Return the following lines verbatim, covering every item, and omit the pictures from your answer.

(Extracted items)
════════════════════

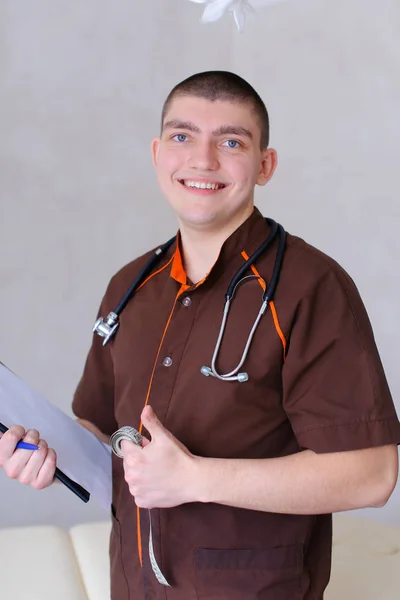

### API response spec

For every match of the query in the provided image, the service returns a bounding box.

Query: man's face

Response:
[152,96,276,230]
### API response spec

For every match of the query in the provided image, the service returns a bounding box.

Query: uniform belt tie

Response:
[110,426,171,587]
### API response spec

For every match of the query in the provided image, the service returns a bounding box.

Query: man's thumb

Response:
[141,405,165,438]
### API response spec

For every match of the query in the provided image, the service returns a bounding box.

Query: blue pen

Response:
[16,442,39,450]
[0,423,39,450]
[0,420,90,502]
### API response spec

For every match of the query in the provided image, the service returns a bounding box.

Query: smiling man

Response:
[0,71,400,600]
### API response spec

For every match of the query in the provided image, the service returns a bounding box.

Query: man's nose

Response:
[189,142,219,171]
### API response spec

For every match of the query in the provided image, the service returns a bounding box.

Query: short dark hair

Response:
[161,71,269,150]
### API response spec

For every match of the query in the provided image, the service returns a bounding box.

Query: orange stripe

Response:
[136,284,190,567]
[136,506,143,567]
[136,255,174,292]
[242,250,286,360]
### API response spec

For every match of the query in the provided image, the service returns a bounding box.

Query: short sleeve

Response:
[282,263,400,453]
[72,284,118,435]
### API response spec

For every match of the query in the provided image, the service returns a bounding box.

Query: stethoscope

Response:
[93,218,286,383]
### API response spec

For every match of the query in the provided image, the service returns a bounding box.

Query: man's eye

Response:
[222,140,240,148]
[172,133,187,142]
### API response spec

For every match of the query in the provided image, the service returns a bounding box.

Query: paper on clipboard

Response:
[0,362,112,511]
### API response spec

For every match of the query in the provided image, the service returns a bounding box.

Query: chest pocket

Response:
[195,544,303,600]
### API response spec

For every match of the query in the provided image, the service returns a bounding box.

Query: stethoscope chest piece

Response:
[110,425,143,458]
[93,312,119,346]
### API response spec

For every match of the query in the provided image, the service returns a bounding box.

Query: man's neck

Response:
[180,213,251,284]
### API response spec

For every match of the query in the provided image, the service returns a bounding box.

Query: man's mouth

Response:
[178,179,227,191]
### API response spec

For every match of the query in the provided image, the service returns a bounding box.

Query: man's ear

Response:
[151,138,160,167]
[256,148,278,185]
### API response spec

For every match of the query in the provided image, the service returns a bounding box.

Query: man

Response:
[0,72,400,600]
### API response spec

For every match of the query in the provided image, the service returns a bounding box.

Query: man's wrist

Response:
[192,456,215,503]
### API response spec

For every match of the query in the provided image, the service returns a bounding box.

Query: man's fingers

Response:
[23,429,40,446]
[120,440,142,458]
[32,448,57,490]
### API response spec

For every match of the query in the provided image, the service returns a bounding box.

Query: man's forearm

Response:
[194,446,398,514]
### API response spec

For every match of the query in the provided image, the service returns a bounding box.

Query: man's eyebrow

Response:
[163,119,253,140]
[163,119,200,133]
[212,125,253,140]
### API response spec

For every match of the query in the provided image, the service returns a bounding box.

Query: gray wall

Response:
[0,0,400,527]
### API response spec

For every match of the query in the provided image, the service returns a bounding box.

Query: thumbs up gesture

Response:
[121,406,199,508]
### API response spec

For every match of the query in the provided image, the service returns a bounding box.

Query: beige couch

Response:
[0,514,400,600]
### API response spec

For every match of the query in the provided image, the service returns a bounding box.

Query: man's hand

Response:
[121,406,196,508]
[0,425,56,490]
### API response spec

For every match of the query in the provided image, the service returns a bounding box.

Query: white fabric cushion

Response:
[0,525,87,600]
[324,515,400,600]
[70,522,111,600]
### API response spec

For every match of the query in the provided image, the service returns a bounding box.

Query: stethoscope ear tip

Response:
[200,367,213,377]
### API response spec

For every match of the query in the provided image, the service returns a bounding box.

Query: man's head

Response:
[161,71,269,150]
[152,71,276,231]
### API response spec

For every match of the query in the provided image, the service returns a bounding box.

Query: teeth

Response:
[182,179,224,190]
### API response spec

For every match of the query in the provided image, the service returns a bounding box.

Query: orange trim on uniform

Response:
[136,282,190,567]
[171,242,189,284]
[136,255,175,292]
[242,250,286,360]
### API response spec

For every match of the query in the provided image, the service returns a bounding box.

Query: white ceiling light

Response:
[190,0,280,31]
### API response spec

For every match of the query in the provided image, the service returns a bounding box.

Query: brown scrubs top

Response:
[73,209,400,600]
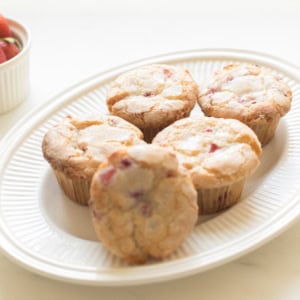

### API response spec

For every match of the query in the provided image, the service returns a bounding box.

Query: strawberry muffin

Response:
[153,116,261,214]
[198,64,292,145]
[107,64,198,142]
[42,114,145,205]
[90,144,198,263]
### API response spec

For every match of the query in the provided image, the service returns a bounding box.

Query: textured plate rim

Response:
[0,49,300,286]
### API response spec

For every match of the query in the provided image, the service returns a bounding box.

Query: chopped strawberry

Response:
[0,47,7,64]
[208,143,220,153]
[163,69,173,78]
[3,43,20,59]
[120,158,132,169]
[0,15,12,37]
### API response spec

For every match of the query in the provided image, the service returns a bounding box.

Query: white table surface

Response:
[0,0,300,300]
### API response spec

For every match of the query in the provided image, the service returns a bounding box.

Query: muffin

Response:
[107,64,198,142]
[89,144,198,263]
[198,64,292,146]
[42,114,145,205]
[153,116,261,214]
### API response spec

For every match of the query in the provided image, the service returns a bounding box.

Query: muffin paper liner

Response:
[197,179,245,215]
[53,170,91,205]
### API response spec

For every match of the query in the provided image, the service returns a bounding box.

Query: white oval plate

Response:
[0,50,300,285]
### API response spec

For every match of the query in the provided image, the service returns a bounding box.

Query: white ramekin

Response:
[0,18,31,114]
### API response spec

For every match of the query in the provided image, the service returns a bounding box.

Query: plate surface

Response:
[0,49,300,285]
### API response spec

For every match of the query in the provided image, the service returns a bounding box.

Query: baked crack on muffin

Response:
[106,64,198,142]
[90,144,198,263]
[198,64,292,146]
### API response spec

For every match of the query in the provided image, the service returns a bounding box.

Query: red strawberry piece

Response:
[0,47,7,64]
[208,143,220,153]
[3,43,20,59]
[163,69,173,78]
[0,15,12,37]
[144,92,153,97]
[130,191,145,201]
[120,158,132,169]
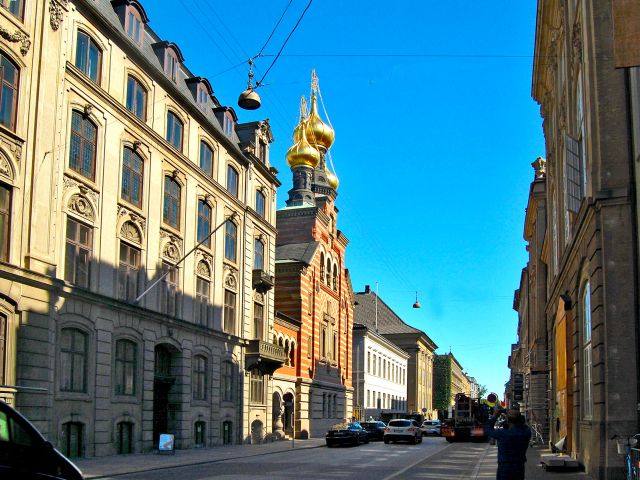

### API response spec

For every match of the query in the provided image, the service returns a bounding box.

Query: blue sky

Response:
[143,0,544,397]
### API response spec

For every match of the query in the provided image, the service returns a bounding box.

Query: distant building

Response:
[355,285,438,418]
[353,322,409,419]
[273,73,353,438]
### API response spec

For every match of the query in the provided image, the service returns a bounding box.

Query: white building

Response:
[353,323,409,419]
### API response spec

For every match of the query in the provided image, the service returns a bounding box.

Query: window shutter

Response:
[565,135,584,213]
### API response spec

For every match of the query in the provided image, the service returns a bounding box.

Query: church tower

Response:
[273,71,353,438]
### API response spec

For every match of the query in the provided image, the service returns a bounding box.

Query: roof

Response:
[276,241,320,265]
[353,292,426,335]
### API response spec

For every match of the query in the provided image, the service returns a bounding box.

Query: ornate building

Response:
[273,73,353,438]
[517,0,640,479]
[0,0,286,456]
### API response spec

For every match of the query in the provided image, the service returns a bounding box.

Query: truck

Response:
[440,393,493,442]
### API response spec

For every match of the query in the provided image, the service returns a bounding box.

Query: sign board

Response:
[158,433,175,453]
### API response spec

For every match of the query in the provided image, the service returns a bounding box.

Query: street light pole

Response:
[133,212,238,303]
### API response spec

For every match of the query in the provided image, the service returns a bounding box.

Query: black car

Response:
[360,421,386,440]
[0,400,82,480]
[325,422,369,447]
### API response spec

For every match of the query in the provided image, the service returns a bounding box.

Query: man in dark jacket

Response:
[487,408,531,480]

════════════════════

**Exercise output**
### API response spec

For every match of the query in the provided image, the service returns a bounding box.

Query: man's face

Response:
[152,96,276,230]
### API response spec

For every match of the query in the provided image, the service returns a bounding box.

Query: uniform belt tie

Response:
[110,426,171,587]
### API response spec

For every match of the query in the provided image, the service returns a bounding box.

Query: man's thumb

Response:
[141,405,165,438]
### API response spec

For every match of the query in the provided image, the service returns a bounding box.

Query: blue pen

Response:
[16,442,39,450]
[0,423,39,450]
[0,420,90,502]
### API response spec

For every match of the query in the provided image, the service returns a bounding box.

Query: smiling man

Response:
[0,71,400,600]
### API response spec

For every match of the query in the provided image, the service returns a bounding box.

Query: man's nose

Response:
[189,142,219,171]
### API response spec

For every match of the query in the provided image, the service returns a bounding box.

Query: short dark hair

Response:
[161,71,269,150]
### API response spec

For every match of the query in the provided image, the service returns a bounding box.

Query: orange stripe

Response:
[136,284,190,567]
[136,506,143,567]
[136,255,174,292]
[242,250,286,360]
### API response spec

For every match of the query in the provided image, the service returns a bounding box.

Query: short sleeve

Response:
[282,263,400,453]
[72,284,118,435]
### API response spec

For every match of the query in the provided image, the service returns a bounding box.

Query: stethoscope

Response:
[93,218,286,383]
### API response spec

For every match of the query in the provided image, the service returns a bounding box.

Query: man's eye

Response:
[222,140,240,148]
[172,133,187,142]
### API response spec

For every match of the query in the provided image, the service returns a bounding box.

Query: paper on clipboard

Response:
[0,362,112,511]
### API response spec

For every match of the query in the provided image, the service returns a bounding box.

Query: chest pocket

Response:
[195,544,303,600]
### API response spec

For every match of the query in the provided image, the service returns a bounding box.

Query: stethoscope chest piece

Response:
[110,425,143,458]
[93,312,119,346]
### API response spec

For every match of the query in the provided image, the service returns a bounding box.

Query: man's neck

Response:
[180,213,251,284]
### API response spec

For every match of the query in the provided image, the service returns a bounding box.

Query: man's mouth

Response:
[178,179,227,191]
### API response spec

For every match of the query in the provided image, the service returns a bounding box.

Query: man's ear

Response:
[151,138,160,167]
[256,148,278,185]
### API response spec

For every match of the query in the provided image, the service returns a bounding box.

Query: man

Response:
[0,72,400,600]
### API response spec

For every match of the query in the provided image, the service returns a bounding box.

Query: man's wrist

Response:
[192,456,215,503]
### API response spec

For every match of the query in the provided image, the service returns a bounding box.

Query: man's fingers

Response:
[23,429,40,446]
[120,440,142,458]
[32,448,57,490]
### API response spec

For every match of the query in the provided image, the service returns a bounding box.

Query: man's forearm

Response:
[194,446,398,514]
### API response spec

For every match of the query in the provided image, the service returns a bounding box.

Query: man's eyebrow

Response:
[163,119,253,140]
[163,119,200,133]
[212,125,253,140]
### API response spec

For every match of the query in the provided image, the service returns a bounding box.

Query: gray wall

Response:
[0,0,400,527]
### API response spec

For every match of the query in the provided image, the service returns a bounding box.

Query: thumbs up gesture

Response:
[121,406,199,508]
### API response spec

For every match of the query in the provided image, the service returns a bounding box.

Query: beige couch

Response:
[0,514,400,600]
### API response spec

For every match of the query in the provided image, the service returns a bounding box.

Query: man's hand

Response:
[121,406,196,508]
[0,425,56,490]
### API response spec

For every match of the query in the provided image, the service returns a bounding box.

Query: white fabric cushion

Response:
[0,525,87,600]
[324,515,400,600]
[70,522,111,600]
### API response spec

For every match of the query in the provided image, the service returns a bounding box.

Query: stethoscope ear tip

Response:
[200,367,213,377]
### API response spec

For every match of the query in the provided image, the service returns a bounding box.

Query: man's head

Response:
[161,71,269,150]
[152,71,276,231]
### API response spec

For every match of the query in the provided image, the service returns a bounding box.

Query: teeth

Response:
[182,179,224,190]
### API response spec

For every match of the query in the provided image, the service returns a bounding box.

Query: orange trim on uniform

Response:
[136,282,190,567]
[171,242,189,284]
[136,255,175,292]
[242,250,286,360]
### API response spec

For every match of the query in the provided image, the service returns a bounding box.

Query: white ceiling light

Response:
[190,0,280,31]
### API response spec

For every match of the query in the provided image, the service returns a bounding box.

Query: brown scrubs top

Response:
[73,209,400,600]

### API response spec

For every match of the query in the provided image, the service returns a bounding box.

Query: strawberry muffin

Response:
[153,116,261,214]
[198,64,292,145]
[107,64,198,142]
[42,114,145,205]
[90,144,198,263]
### API response spec

For every match of the query in the provided image, the service returns a bounding box.

Query: textured plate rim

Response:
[0,49,300,286]
### API response spec

For every match of the query in the provided image, the service returns a bounding box.

Query: chopped strawberry

Response:
[0,47,7,64]
[208,143,220,153]
[163,69,173,78]
[3,43,20,59]
[120,158,132,169]
[0,15,12,37]
### API response spec

For every match of the query in the provided image, the service returns a bounding box.

Query: white table surface

Response:
[0,0,300,300]
### API response spec

For every match of the query in the provided image, the service returns a bounding box.

Query: muffin

Response:
[107,64,198,142]
[89,144,198,263]
[198,64,292,146]
[42,114,145,205]
[153,116,261,214]
### API response spec

For every match of the query in the provided image, the service returns a bounding box.

Query: muffin paper liner

Response:
[197,179,245,215]
[53,170,91,205]
### API response spec

For every match of the query in the provided image, the service returns a bounding box.

Query: white oval plate

Response:
[0,50,300,285]
### API response spec

For every match of the query in the provided image, the service returns a bounding box.

Query: white ramekin

Response:
[0,18,31,114]
### API response spec

For every match of the query in the provided image, the service returns a bounding box.

Query: plate surface

Response:
[0,49,300,285]
### API response spec

For every match of the query in the provided image, the service returns a bounding box.

Query: baked crack on muffin

Response:
[106,64,198,142]
[90,144,198,263]
[198,64,292,146]
### API response spec

For every match of the query in the provided image, the service returns a bounding box.

Query: red strawberry piece

Response:
[0,47,7,64]
[208,143,220,153]
[3,43,20,59]
[163,69,173,78]
[0,15,12,37]
[144,92,153,97]
[130,191,145,201]
[120,158,132,169]

### API response spec

For every match of the query in the provided image, the service returns a bounding box.

Query: blue sky

Response:
[143,0,544,397]
### API response spec

For every match of the query in the provided image, the service returns a bounding box.

Query: distant building

Response:
[355,285,438,418]
[353,322,409,419]
[273,73,353,438]
### API response spec

For every match of the query in the provided image, the service returns a bounding box.

Query: white building

Response:
[353,323,409,419]
### API response spec

For every match of the query in the provided image, the service returns a bounding box.

Query: window shutter

Response:
[565,135,584,213]
### API response spec

For every match of the query in the provided image, the service returns a bounding box.

Query: church tower

Response:
[273,71,353,438]
### API response spec

For every match of the query in the provided image, the service returns a bounding box.

Query: roof

Response:
[276,241,320,265]
[353,292,426,335]
### API response spec

For every match of the query in the provided image, the service returns a bounding box.

Query: ornate building

Response:
[273,73,353,438]
[517,0,640,479]
[0,0,286,456]
### API response spec

For every match of the query in the provided image, the service returns a bounding box.

Query: truck

Response:
[440,393,493,442]
### API response spec

For every match of the query in the provided image, the service returns a bounding box.

Query: sign board

Response:
[158,433,175,453]
### API response spec

For every match of the query in the provided image, the service returns a bounding box.

Query: street light pole

Response:
[133,212,238,303]
### API response spec

For every match of the query in the provided image, the service returns a bounding box.

Query: black car

Response:
[360,421,386,440]
[0,400,82,480]
[325,422,369,447]
### API response spec

For every match of the query in the provided image, the service returns a bounding box.

Query: man in dark jacket

Response:
[487,408,531,480]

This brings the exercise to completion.